→ **What is required**
Rescale the lines running from the one containing "The response MUST carry one point per instance of the paper" through the last line, inclusive, and write all of them out again. Multiply each coordinate in the answers by 0.95 and round it to a whole number, with halves going up, while leaving every other number unchanged.

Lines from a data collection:
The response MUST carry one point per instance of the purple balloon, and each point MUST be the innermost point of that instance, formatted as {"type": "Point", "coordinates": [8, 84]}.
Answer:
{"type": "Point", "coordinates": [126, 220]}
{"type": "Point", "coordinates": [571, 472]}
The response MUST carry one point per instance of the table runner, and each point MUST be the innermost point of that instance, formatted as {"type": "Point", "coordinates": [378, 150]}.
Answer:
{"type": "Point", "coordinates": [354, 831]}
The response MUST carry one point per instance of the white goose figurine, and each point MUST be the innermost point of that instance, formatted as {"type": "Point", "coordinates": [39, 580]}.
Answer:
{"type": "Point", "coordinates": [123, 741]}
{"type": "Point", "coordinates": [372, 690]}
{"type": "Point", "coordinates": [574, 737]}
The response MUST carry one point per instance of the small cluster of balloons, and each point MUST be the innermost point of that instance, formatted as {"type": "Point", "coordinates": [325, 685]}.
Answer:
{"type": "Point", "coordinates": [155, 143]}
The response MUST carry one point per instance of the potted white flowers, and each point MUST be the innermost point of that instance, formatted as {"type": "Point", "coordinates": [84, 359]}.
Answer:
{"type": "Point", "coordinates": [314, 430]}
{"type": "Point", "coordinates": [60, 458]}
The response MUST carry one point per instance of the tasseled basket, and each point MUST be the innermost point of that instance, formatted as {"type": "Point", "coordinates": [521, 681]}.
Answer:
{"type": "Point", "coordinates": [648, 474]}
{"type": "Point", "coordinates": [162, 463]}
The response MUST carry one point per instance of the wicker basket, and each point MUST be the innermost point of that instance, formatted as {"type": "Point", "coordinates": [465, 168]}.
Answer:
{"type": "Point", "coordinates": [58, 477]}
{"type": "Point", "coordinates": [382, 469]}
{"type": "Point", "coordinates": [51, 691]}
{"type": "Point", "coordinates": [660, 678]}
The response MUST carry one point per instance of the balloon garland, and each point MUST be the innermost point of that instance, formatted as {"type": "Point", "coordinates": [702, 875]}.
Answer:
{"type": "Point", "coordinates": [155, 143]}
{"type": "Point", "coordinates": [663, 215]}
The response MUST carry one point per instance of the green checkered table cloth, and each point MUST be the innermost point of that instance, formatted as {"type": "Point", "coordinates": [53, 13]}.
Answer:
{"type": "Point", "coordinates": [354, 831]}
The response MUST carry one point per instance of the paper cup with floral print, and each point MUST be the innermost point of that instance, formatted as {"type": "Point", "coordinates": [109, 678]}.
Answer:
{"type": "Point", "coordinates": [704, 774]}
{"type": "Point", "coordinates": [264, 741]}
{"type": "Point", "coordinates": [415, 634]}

→ **Solution for this problem**
The response MUST carry one point per instance of the paper cup with floral print, and each point MUST be the innermost point of that instance, formatted as {"type": "Point", "coordinates": [109, 678]}.
Answer:
{"type": "Point", "coordinates": [669, 735]}
{"type": "Point", "coordinates": [251, 704]}
{"type": "Point", "coordinates": [394, 602]}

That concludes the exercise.